■ Exercise: In the data below, retype exactly the line that contains "For each instance of the man in black" and every line after it, through the last.

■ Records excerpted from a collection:
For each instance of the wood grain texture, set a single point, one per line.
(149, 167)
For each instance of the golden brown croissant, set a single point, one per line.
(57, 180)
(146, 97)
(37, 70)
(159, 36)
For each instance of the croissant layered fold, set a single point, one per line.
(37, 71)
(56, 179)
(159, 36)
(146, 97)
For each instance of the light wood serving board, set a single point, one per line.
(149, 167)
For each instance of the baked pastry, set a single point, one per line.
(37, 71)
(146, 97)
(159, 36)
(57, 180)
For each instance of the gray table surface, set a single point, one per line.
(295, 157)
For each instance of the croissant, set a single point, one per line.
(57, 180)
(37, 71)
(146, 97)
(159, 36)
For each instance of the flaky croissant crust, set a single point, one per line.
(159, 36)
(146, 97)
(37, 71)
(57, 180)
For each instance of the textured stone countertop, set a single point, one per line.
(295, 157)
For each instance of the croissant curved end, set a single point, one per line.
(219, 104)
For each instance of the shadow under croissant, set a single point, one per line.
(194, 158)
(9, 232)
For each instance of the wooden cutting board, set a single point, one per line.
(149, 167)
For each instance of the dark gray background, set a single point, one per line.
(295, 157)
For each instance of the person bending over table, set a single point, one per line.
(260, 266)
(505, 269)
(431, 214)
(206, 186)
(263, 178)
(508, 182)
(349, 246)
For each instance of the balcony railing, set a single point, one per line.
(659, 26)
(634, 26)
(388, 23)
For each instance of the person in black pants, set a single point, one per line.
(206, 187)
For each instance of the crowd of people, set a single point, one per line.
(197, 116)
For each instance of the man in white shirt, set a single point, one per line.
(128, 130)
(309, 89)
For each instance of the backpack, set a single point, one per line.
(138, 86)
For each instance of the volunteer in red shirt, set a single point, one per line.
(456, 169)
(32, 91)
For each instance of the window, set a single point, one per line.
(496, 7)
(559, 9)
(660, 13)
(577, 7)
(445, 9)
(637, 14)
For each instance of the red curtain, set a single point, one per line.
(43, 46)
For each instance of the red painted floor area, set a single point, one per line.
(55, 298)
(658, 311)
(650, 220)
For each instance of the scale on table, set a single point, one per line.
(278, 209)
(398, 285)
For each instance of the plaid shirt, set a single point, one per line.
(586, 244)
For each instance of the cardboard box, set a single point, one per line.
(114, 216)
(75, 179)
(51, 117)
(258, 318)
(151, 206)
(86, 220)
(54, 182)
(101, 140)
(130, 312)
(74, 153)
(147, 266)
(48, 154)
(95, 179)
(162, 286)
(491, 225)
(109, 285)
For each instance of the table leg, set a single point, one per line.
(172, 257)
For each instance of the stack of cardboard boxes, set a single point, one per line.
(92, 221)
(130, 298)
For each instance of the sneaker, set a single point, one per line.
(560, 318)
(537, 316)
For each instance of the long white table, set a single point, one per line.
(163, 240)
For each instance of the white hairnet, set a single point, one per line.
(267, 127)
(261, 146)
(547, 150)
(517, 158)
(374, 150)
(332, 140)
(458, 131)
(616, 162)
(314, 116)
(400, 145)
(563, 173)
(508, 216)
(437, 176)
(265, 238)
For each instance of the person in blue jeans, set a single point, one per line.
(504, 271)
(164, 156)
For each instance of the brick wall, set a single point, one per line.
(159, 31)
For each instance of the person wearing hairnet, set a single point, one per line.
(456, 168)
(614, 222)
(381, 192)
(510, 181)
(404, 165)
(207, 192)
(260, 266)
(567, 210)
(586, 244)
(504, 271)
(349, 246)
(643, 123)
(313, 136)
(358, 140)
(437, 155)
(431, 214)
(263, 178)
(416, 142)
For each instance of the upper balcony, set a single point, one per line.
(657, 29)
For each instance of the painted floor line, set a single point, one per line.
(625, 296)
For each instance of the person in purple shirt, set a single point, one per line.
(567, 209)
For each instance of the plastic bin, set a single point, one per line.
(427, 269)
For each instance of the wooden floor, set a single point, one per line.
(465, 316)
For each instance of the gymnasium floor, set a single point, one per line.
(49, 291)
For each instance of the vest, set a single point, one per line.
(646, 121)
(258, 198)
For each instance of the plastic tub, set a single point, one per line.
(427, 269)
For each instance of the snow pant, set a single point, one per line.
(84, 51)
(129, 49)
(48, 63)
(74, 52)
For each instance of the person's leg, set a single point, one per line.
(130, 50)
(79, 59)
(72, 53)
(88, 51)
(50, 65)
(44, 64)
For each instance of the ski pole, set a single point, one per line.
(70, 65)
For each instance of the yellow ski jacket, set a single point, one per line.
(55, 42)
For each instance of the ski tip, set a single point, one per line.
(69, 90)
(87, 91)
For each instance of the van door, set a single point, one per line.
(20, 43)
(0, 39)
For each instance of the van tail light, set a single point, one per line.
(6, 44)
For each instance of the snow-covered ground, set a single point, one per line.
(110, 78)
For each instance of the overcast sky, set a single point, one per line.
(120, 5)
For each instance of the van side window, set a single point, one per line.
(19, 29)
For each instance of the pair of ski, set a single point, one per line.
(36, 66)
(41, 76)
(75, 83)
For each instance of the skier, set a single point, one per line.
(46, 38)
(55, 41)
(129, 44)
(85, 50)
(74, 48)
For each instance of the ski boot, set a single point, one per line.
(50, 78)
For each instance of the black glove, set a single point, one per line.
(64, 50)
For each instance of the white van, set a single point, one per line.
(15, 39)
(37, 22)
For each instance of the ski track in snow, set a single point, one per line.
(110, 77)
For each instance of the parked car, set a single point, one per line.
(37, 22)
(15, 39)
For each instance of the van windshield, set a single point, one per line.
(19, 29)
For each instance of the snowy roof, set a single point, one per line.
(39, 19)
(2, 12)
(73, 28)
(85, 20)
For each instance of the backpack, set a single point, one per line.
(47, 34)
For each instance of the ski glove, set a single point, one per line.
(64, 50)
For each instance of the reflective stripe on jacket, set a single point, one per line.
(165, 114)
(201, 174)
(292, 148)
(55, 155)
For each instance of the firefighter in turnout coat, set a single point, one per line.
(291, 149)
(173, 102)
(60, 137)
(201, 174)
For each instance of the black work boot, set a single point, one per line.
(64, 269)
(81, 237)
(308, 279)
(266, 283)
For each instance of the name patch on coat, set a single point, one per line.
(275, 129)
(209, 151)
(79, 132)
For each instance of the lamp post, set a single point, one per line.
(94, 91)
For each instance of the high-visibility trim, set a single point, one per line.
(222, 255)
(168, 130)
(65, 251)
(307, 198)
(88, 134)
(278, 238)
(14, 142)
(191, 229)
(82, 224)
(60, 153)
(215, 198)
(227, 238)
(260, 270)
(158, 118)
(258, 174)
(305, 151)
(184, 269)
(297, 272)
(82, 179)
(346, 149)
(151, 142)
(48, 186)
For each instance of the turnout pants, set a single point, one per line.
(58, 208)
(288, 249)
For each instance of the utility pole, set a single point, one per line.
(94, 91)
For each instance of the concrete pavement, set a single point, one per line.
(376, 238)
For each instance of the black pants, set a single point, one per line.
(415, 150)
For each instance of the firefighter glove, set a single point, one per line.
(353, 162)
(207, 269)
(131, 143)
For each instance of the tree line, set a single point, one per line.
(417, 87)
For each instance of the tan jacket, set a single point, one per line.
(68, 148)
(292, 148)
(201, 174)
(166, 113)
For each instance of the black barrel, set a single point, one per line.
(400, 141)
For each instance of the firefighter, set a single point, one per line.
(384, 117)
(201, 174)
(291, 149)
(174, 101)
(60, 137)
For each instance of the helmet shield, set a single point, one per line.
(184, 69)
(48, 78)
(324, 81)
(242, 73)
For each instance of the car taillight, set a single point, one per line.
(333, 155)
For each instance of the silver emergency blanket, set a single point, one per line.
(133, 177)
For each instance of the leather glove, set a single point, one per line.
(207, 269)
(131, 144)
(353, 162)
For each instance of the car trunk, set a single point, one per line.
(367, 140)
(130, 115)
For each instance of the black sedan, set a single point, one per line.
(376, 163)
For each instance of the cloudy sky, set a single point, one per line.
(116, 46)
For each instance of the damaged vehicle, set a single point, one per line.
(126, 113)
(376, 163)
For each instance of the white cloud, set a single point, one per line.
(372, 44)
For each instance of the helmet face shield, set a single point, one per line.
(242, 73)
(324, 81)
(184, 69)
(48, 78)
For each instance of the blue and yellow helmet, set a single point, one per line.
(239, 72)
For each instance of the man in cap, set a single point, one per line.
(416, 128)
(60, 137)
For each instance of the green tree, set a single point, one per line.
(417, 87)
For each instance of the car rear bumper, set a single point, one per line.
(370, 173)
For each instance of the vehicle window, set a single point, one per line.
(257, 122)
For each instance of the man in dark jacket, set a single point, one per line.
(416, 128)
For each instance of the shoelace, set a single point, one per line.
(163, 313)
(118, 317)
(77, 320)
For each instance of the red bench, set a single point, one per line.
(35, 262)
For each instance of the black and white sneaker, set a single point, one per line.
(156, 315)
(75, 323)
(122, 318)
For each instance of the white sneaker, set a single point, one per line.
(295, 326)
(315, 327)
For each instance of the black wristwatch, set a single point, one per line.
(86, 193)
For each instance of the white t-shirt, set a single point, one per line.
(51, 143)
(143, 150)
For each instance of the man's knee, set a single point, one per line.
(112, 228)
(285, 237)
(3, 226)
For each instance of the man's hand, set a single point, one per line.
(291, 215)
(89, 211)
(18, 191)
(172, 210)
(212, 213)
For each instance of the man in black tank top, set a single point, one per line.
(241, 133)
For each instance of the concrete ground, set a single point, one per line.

■ The completed task:
For each instance of the man in black tank top, set a single point, one per line.
(241, 133)
For each instance of the concrete ground, set a single point, one per line.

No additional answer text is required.